Work to do: Copy the records from the line containing "pixel 380 132." up to and including the line containing "pixel 394 124", reproducing each line without any change.
____ Records
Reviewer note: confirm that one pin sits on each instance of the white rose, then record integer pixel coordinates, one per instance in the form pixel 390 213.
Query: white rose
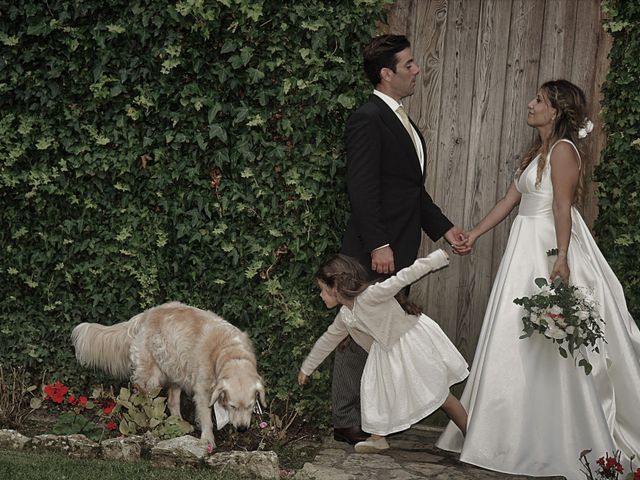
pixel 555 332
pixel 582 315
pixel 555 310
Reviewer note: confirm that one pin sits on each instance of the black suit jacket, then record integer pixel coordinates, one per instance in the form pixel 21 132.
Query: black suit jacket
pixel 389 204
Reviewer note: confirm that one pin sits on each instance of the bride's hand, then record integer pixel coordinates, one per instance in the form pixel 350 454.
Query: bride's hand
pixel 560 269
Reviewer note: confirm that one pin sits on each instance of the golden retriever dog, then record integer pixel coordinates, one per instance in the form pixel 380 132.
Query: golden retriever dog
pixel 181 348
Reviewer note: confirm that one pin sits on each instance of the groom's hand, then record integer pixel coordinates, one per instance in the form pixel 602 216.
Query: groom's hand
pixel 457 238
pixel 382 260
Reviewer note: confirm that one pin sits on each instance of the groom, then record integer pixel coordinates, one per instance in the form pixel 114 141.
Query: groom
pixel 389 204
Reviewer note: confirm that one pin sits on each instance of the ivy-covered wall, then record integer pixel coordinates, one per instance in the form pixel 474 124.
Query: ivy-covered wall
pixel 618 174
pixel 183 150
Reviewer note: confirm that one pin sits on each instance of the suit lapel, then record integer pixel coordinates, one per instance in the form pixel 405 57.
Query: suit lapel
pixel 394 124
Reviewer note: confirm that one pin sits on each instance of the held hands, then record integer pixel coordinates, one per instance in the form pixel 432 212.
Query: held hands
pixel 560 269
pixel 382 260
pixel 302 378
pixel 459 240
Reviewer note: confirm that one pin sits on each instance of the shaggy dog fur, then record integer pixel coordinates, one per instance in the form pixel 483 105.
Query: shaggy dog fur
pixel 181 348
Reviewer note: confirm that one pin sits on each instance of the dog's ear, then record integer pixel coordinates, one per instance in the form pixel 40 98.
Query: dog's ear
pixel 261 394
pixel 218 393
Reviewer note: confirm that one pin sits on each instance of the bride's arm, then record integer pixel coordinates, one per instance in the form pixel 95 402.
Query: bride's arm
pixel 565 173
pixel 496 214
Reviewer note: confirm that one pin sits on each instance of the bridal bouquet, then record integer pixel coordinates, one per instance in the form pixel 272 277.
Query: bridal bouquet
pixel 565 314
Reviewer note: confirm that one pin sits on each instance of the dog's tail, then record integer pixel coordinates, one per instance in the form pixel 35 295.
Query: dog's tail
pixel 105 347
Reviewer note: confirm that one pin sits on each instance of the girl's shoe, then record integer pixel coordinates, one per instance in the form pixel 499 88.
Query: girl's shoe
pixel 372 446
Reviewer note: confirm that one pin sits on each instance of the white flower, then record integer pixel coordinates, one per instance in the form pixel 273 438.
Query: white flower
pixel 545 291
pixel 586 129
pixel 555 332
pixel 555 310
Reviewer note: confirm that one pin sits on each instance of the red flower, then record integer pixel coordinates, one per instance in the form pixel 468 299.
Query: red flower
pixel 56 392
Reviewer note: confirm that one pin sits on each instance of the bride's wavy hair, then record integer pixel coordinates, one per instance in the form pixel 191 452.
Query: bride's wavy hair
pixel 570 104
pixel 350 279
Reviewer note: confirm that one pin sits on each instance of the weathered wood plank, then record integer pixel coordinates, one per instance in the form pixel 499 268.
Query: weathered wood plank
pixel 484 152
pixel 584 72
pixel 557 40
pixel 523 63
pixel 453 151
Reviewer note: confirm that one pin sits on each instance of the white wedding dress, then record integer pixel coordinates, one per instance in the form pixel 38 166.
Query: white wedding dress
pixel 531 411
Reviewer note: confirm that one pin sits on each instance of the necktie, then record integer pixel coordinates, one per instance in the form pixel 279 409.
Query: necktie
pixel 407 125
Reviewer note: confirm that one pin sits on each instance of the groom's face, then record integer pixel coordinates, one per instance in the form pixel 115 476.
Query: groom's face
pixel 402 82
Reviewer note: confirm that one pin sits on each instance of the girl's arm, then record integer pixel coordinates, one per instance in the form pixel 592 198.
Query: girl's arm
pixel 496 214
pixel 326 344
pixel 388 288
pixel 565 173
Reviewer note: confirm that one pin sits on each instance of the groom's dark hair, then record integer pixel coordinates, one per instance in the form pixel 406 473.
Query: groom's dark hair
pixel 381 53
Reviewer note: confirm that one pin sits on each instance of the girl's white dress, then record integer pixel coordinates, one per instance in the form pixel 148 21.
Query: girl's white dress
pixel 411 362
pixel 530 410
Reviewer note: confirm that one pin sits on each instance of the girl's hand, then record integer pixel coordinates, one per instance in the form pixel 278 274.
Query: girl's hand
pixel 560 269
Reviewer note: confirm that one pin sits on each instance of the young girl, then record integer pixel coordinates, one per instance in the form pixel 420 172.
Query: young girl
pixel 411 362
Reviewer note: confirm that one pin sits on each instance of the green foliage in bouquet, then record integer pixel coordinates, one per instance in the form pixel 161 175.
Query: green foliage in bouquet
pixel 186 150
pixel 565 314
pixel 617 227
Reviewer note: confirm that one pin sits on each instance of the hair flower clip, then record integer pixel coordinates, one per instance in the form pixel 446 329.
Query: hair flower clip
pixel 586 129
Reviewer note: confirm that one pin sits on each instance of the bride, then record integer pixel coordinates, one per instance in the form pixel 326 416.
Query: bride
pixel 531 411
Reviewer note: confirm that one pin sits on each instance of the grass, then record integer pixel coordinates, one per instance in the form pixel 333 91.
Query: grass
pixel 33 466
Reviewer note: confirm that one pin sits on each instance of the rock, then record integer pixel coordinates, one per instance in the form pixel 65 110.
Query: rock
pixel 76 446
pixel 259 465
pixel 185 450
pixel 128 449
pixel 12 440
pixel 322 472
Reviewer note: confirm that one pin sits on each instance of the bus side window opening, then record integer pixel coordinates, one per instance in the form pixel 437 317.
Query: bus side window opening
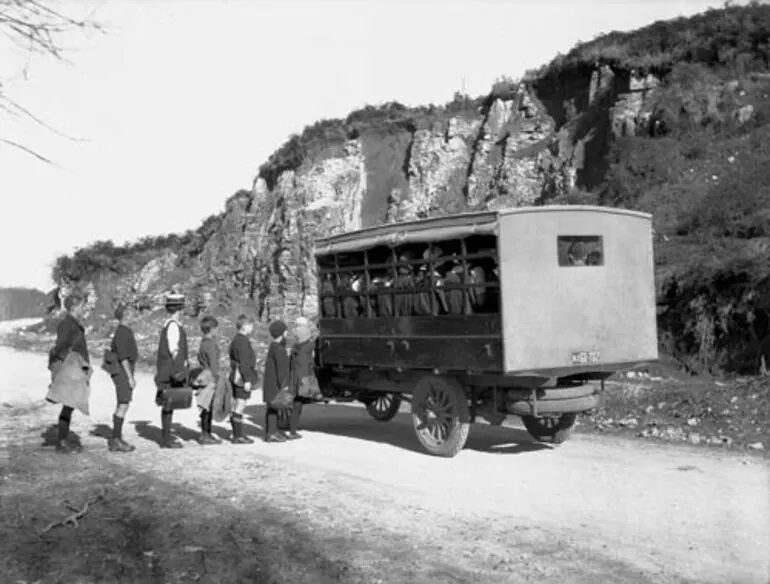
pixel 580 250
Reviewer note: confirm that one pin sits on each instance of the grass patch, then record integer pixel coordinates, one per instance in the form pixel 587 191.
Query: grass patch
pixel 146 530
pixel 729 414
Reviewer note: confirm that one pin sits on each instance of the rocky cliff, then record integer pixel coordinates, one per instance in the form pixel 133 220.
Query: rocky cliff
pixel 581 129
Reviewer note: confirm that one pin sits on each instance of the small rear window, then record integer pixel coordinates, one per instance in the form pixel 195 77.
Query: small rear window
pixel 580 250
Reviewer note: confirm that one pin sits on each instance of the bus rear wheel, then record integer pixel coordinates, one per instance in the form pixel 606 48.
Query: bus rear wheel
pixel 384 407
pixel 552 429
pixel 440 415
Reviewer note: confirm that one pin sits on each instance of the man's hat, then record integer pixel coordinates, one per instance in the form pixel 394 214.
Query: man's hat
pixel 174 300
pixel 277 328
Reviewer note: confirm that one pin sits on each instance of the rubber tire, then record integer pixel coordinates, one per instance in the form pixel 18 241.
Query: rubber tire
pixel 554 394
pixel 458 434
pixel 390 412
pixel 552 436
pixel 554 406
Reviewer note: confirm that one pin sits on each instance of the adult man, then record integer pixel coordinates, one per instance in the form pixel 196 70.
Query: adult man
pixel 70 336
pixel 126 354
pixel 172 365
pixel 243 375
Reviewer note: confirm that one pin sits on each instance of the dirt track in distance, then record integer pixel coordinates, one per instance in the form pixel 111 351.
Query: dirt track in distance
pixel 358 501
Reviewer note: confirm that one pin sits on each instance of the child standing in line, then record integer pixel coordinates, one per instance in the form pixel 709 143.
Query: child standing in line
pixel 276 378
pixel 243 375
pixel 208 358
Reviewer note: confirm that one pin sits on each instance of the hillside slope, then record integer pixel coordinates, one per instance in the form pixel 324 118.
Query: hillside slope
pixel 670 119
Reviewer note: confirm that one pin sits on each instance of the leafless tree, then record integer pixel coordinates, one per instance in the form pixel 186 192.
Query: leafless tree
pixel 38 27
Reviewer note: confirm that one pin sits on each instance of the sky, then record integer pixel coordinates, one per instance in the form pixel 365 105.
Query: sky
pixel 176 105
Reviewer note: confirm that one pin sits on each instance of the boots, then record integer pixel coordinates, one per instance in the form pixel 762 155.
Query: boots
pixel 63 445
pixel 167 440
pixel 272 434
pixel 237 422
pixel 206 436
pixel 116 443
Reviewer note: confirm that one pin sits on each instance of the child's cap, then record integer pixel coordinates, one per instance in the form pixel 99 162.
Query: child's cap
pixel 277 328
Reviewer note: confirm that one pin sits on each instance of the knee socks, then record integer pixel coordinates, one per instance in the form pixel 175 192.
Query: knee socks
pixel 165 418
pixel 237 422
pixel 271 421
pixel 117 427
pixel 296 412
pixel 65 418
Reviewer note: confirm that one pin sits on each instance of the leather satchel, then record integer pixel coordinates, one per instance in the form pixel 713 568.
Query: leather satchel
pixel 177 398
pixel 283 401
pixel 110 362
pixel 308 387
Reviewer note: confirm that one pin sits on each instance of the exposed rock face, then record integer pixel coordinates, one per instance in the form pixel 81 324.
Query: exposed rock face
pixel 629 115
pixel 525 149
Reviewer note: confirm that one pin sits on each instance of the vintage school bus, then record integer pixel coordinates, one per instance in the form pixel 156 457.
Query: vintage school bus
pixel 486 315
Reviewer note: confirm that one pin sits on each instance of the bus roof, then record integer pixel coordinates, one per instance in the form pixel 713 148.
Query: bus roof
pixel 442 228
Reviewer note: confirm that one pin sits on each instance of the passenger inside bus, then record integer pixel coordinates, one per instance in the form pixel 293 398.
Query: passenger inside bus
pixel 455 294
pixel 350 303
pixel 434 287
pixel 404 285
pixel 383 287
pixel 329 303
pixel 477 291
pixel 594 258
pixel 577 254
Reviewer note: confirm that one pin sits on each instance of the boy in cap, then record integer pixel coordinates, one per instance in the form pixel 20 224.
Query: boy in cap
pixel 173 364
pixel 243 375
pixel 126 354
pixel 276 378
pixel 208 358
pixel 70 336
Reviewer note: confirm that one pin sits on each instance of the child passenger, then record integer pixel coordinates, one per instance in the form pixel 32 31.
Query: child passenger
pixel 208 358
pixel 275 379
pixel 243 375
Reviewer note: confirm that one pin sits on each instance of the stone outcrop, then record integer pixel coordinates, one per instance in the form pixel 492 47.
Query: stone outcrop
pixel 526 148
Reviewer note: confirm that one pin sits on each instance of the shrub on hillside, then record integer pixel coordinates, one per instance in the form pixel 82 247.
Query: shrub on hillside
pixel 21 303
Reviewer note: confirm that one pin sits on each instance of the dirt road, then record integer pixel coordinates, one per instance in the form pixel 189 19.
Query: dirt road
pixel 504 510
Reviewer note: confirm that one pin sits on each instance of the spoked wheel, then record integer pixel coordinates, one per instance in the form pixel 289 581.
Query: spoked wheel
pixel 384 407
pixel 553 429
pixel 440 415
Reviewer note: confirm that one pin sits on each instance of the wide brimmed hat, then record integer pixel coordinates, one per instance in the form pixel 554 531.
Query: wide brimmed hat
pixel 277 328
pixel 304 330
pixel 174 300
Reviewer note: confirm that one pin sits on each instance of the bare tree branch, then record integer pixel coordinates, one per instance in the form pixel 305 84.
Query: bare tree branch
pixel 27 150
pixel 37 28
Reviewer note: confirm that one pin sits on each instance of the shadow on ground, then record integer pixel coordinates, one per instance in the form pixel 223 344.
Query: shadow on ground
________
Exercise result:
Reviewer note: confirm that one pin sits on each instance of the golden retriever dog, then record integer pixel coordinates, one per instance in the form pixel 380 132.
Query: golden retriever dog
pixel 181 348
Reviewer note: confirm that one pin sits on each instance of the groom's hand, then record integer pixel coordinates, one per instance in the form pixel 602 216.
Query: groom's hand
pixel 457 238
pixel 382 260
Reviewer note: confirm that one pin sits on each instance of the groom, then record integer pixel coordinates, one per instance in the form pixel 114 141.
Query: groom
pixel 389 204
Reviewer note: confirm that one pin sits on each instance of the ivy-covered wall, then record integer pixel coordinates, one per instance in the form pixel 474 124.
Query: ivy-covered wall
pixel 618 174
pixel 183 150
Reviewer note: confirm that one pin sits on each instance of the suit lapel, then record integer pixel coordinates, one per instance in the form pixel 405 57.
Query: suit lapel
pixel 394 124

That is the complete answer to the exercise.